# WHAT THE TASK REQUIRES:
Count the lines in the items below that contain the string "road". Reply with only that number.

# DATA FOR THE TASK:
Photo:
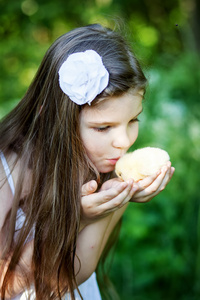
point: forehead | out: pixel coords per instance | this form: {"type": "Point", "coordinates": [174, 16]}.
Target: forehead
{"type": "Point", "coordinates": [127, 105]}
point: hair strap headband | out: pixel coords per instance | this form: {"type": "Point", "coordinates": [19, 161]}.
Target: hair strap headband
{"type": "Point", "coordinates": [83, 76]}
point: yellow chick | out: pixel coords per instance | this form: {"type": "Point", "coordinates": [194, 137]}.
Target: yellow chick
{"type": "Point", "coordinates": [141, 163]}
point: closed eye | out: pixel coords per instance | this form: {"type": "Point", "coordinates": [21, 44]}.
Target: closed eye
{"type": "Point", "coordinates": [101, 129]}
{"type": "Point", "coordinates": [134, 120]}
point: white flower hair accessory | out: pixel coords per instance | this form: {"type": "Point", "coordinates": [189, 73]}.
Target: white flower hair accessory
{"type": "Point", "coordinates": [83, 76]}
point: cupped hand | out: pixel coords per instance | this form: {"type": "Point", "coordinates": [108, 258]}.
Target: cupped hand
{"type": "Point", "coordinates": [151, 186]}
{"type": "Point", "coordinates": [113, 194]}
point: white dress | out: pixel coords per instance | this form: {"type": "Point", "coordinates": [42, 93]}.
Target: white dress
{"type": "Point", "coordinates": [89, 289]}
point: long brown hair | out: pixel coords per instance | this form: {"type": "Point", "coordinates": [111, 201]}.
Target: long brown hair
{"type": "Point", "coordinates": [43, 130]}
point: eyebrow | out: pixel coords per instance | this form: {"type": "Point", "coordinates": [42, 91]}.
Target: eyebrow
{"type": "Point", "coordinates": [108, 123]}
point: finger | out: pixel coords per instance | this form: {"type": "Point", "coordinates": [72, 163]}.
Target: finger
{"type": "Point", "coordinates": [120, 199]}
{"type": "Point", "coordinates": [89, 188]}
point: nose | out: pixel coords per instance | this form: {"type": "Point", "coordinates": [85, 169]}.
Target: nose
{"type": "Point", "coordinates": [123, 140]}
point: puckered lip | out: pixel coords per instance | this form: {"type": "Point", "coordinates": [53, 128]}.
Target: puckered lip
{"type": "Point", "coordinates": [113, 161]}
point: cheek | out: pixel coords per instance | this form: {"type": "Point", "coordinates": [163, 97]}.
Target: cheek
{"type": "Point", "coordinates": [92, 145]}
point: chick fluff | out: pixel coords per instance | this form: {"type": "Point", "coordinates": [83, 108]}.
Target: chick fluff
{"type": "Point", "coordinates": [141, 163]}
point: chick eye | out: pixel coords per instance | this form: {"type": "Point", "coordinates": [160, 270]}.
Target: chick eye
{"type": "Point", "coordinates": [134, 120]}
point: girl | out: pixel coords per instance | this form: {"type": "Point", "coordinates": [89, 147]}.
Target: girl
{"type": "Point", "coordinates": [59, 199]}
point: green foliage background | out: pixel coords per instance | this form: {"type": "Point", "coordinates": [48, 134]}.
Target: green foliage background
{"type": "Point", "coordinates": [158, 253]}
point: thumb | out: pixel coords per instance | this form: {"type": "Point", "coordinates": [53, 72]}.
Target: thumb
{"type": "Point", "coordinates": [89, 188]}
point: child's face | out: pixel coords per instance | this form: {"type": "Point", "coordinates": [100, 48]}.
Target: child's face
{"type": "Point", "coordinates": [110, 128]}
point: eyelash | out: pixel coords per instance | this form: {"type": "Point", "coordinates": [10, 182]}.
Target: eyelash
{"type": "Point", "coordinates": [101, 129]}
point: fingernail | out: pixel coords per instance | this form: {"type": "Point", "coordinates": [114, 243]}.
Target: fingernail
{"type": "Point", "coordinates": [92, 185]}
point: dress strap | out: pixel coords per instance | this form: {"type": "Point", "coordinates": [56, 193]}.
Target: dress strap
{"type": "Point", "coordinates": [7, 171]}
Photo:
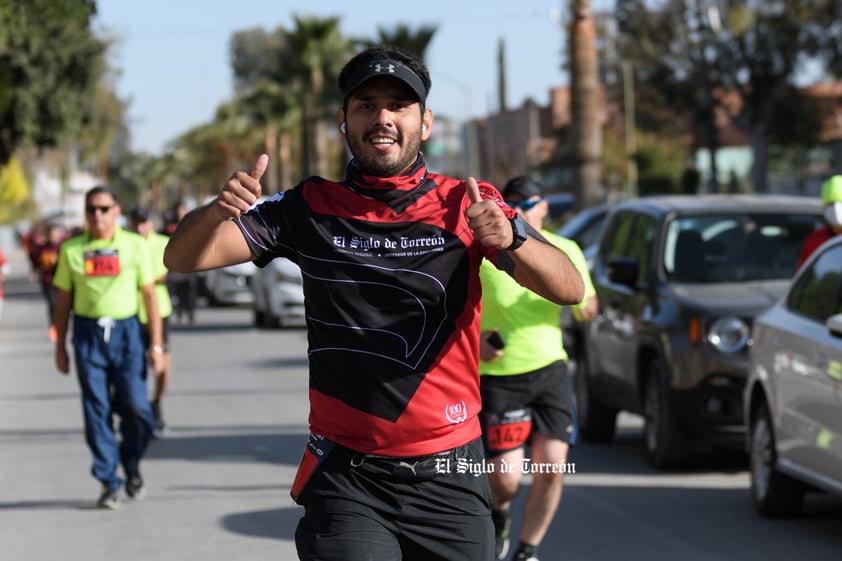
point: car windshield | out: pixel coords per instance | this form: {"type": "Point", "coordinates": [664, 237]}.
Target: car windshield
{"type": "Point", "coordinates": [735, 248]}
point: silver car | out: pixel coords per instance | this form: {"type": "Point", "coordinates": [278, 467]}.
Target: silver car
{"type": "Point", "coordinates": [793, 399]}
{"type": "Point", "coordinates": [278, 294]}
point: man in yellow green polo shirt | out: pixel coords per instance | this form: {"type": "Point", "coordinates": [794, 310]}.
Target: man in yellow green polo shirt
{"type": "Point", "coordinates": [98, 275]}
{"type": "Point", "coordinates": [524, 383]}
{"type": "Point", "coordinates": [143, 224]}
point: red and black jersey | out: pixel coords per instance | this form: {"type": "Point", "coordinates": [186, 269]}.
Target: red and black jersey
{"type": "Point", "coordinates": [393, 295]}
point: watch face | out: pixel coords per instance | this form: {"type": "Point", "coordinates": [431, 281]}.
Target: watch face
{"type": "Point", "coordinates": [519, 232]}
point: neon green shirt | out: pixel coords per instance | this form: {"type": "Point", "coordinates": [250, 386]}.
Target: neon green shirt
{"type": "Point", "coordinates": [157, 243]}
{"type": "Point", "coordinates": [104, 275]}
{"type": "Point", "coordinates": [528, 323]}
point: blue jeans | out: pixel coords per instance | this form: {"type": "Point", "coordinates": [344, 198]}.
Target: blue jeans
{"type": "Point", "coordinates": [111, 365]}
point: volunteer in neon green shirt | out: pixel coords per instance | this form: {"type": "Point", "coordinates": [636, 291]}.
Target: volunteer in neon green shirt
{"type": "Point", "coordinates": [98, 276]}
{"type": "Point", "coordinates": [525, 386]}
{"type": "Point", "coordinates": [142, 223]}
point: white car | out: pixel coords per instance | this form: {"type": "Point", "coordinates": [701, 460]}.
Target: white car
{"type": "Point", "coordinates": [278, 294]}
{"type": "Point", "coordinates": [793, 398]}
{"type": "Point", "coordinates": [229, 285]}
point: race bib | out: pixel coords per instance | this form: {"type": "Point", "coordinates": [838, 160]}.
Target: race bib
{"type": "Point", "coordinates": [508, 431]}
{"type": "Point", "coordinates": [102, 263]}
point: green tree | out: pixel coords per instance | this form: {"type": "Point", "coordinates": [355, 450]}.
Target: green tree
{"type": "Point", "coordinates": [316, 52]}
{"type": "Point", "coordinates": [50, 66]}
{"type": "Point", "coordinates": [754, 49]}
{"type": "Point", "coordinates": [585, 128]}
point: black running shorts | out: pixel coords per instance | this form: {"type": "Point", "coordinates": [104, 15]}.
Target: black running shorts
{"type": "Point", "coordinates": [367, 508]}
{"type": "Point", "coordinates": [514, 406]}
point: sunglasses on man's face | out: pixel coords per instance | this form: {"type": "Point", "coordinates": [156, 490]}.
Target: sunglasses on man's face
{"type": "Point", "coordinates": [525, 204]}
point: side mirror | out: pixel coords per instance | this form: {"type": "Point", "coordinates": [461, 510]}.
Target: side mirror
{"type": "Point", "coordinates": [834, 325]}
{"type": "Point", "coordinates": [622, 270]}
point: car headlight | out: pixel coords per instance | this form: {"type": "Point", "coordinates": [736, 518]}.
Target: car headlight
{"type": "Point", "coordinates": [729, 334]}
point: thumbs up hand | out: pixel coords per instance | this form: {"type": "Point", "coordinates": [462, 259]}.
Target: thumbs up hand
{"type": "Point", "coordinates": [490, 225]}
{"type": "Point", "coordinates": [241, 190]}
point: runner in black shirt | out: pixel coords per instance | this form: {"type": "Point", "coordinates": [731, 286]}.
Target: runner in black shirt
{"type": "Point", "coordinates": [393, 468]}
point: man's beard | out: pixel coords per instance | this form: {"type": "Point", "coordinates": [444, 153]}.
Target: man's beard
{"type": "Point", "coordinates": [382, 167]}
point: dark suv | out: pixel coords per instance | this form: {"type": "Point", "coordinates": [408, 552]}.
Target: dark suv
{"type": "Point", "coordinates": [679, 280]}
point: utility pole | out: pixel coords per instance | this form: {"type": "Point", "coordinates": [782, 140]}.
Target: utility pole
{"type": "Point", "coordinates": [585, 128]}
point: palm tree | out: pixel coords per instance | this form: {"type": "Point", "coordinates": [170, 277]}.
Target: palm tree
{"type": "Point", "coordinates": [314, 54]}
{"type": "Point", "coordinates": [586, 134]}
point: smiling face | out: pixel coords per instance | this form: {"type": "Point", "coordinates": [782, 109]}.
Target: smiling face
{"type": "Point", "coordinates": [384, 126]}
{"type": "Point", "coordinates": [101, 212]}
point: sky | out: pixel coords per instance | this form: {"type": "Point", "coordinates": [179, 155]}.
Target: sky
{"type": "Point", "coordinates": [173, 69]}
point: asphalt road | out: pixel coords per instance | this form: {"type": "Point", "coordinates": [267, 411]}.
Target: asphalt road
{"type": "Point", "coordinates": [219, 482]}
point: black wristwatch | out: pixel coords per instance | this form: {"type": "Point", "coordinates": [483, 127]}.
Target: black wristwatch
{"type": "Point", "coordinates": [518, 233]}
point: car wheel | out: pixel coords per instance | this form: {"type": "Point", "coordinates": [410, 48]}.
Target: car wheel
{"type": "Point", "coordinates": [773, 493]}
{"type": "Point", "coordinates": [596, 422]}
{"type": "Point", "coordinates": [662, 440]}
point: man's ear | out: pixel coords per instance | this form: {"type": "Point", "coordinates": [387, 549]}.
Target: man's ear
{"type": "Point", "coordinates": [426, 124]}
{"type": "Point", "coordinates": [340, 119]}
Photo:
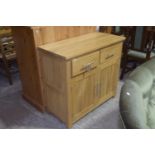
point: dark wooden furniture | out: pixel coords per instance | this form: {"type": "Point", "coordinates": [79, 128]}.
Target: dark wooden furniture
{"type": "Point", "coordinates": [7, 52]}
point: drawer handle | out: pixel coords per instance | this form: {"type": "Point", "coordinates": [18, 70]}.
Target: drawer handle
{"type": "Point", "coordinates": [110, 56]}
{"type": "Point", "coordinates": [88, 67]}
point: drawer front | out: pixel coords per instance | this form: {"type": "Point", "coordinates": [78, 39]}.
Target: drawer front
{"type": "Point", "coordinates": [85, 63]}
{"type": "Point", "coordinates": [110, 53]}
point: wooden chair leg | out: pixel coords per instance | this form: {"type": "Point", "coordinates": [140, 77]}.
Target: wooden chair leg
{"type": "Point", "coordinates": [8, 74]}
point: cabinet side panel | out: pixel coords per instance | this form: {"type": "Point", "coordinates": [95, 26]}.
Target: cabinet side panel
{"type": "Point", "coordinates": [27, 61]}
{"type": "Point", "coordinates": [53, 75]}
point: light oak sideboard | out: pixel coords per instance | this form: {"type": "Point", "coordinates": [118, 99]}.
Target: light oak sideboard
{"type": "Point", "coordinates": [79, 74]}
{"type": "Point", "coordinates": [27, 39]}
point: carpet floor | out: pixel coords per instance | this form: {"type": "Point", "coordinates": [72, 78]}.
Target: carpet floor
{"type": "Point", "coordinates": [16, 113]}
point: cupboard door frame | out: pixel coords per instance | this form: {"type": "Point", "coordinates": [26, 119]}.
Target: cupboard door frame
{"type": "Point", "coordinates": [87, 91]}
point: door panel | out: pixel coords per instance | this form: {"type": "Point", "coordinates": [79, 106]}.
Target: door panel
{"type": "Point", "coordinates": [83, 93]}
{"type": "Point", "coordinates": [108, 79]}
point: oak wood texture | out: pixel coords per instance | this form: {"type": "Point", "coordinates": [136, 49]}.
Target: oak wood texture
{"type": "Point", "coordinates": [89, 43]}
{"type": "Point", "coordinates": [80, 79]}
{"type": "Point", "coordinates": [27, 39]}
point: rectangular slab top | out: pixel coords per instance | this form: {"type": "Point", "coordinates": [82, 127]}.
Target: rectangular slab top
{"type": "Point", "coordinates": [81, 45]}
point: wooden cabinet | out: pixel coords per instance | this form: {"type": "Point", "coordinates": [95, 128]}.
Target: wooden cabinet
{"type": "Point", "coordinates": [27, 39]}
{"type": "Point", "coordinates": [79, 74]}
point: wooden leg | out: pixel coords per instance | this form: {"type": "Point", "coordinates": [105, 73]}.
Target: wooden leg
{"type": "Point", "coordinates": [123, 68]}
{"type": "Point", "coordinates": [8, 74]}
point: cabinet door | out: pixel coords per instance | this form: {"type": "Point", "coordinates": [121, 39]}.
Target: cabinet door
{"type": "Point", "coordinates": [109, 73]}
{"type": "Point", "coordinates": [83, 92]}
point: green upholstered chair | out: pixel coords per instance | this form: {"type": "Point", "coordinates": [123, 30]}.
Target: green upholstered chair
{"type": "Point", "coordinates": [137, 98]}
{"type": "Point", "coordinates": [138, 47]}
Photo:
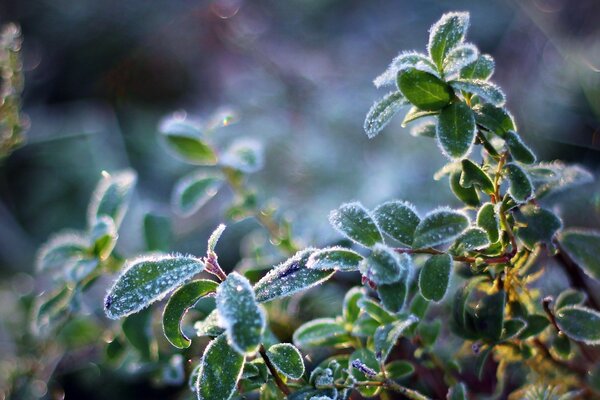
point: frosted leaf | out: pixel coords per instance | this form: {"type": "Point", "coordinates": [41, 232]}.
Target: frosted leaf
{"type": "Point", "coordinates": [111, 196]}
{"type": "Point", "coordinates": [550, 178]}
{"type": "Point", "coordinates": [60, 250]}
{"type": "Point", "coordinates": [220, 370]}
{"type": "Point", "coordinates": [521, 188]}
{"type": "Point", "coordinates": [104, 235]}
{"type": "Point", "coordinates": [246, 155]}
{"type": "Point", "coordinates": [193, 191]}
{"type": "Point", "coordinates": [440, 226]}
{"type": "Point", "coordinates": [384, 265]}
{"type": "Point", "coordinates": [446, 34]}
{"type": "Point", "coordinates": [334, 259]}
{"type": "Point", "coordinates": [434, 278]}
{"type": "Point", "coordinates": [405, 60]}
{"type": "Point", "coordinates": [287, 360]}
{"type": "Point", "coordinates": [382, 111]}
{"type": "Point", "coordinates": [456, 130]}
{"type": "Point", "coordinates": [209, 326]}
{"type": "Point", "coordinates": [583, 247]}
{"type": "Point", "coordinates": [398, 219]}
{"type": "Point", "coordinates": [386, 336]}
{"type": "Point", "coordinates": [486, 91]}
{"type": "Point", "coordinates": [290, 277]}
{"type": "Point", "coordinates": [183, 138]}
{"type": "Point", "coordinates": [356, 223]}
{"type": "Point", "coordinates": [482, 68]}
{"type": "Point", "coordinates": [239, 314]}
{"type": "Point", "coordinates": [175, 309]}
{"type": "Point", "coordinates": [487, 219]}
{"type": "Point", "coordinates": [320, 332]}
{"type": "Point", "coordinates": [518, 149]}
{"type": "Point", "coordinates": [147, 279]}
{"type": "Point", "coordinates": [580, 323]}
{"type": "Point", "coordinates": [459, 57]}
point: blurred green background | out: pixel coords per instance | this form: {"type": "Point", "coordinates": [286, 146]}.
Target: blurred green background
{"type": "Point", "coordinates": [101, 74]}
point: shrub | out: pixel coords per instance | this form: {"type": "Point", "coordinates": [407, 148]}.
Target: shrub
{"type": "Point", "coordinates": [453, 279]}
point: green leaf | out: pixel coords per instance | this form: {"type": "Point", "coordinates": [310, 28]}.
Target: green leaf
{"type": "Point", "coordinates": [486, 91]}
{"type": "Point", "coordinates": [440, 226]}
{"type": "Point", "coordinates": [579, 323]}
{"type": "Point", "coordinates": [157, 232]}
{"type": "Point", "coordinates": [287, 359]}
{"type": "Point", "coordinates": [404, 61]}
{"type": "Point", "coordinates": [446, 34]}
{"type": "Point", "coordinates": [472, 174]}
{"type": "Point", "coordinates": [60, 251]}
{"type": "Point", "coordinates": [335, 259]}
{"type": "Point", "coordinates": [469, 196]}
{"type": "Point", "coordinates": [424, 90]}
{"type": "Point", "coordinates": [541, 226]}
{"type": "Point", "coordinates": [384, 265]}
{"type": "Point", "coordinates": [398, 219]}
{"type": "Point", "coordinates": [459, 57]}
{"type": "Point", "coordinates": [320, 332]}
{"type": "Point", "coordinates": [193, 191]}
{"type": "Point", "coordinates": [245, 155]}
{"type": "Point", "coordinates": [145, 280]}
{"type": "Point", "coordinates": [393, 295]}
{"type": "Point", "coordinates": [356, 223]}
{"type": "Point", "coordinates": [425, 129]}
{"type": "Point", "coordinates": [111, 196]}
{"type": "Point", "coordinates": [495, 119]}
{"type": "Point", "coordinates": [487, 219]}
{"type": "Point", "coordinates": [415, 113]}
{"type": "Point", "coordinates": [518, 149]}
{"type": "Point", "coordinates": [221, 368]}
{"type": "Point", "coordinates": [434, 278]}
{"type": "Point", "coordinates": [399, 369]}
{"type": "Point", "coordinates": [456, 130]}
{"type": "Point", "coordinates": [521, 188]}
{"type": "Point", "coordinates": [104, 237]}
{"type": "Point", "coordinates": [382, 112]}
{"type": "Point", "coordinates": [239, 313]}
{"type": "Point", "coordinates": [182, 299]}
{"type": "Point", "coordinates": [583, 247]}
{"type": "Point", "coordinates": [482, 68]}
{"type": "Point", "coordinates": [184, 139]}
{"type": "Point", "coordinates": [569, 297]}
{"type": "Point", "coordinates": [386, 336]}
{"type": "Point", "coordinates": [290, 277]}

# EXERCISE OUTPUT:
2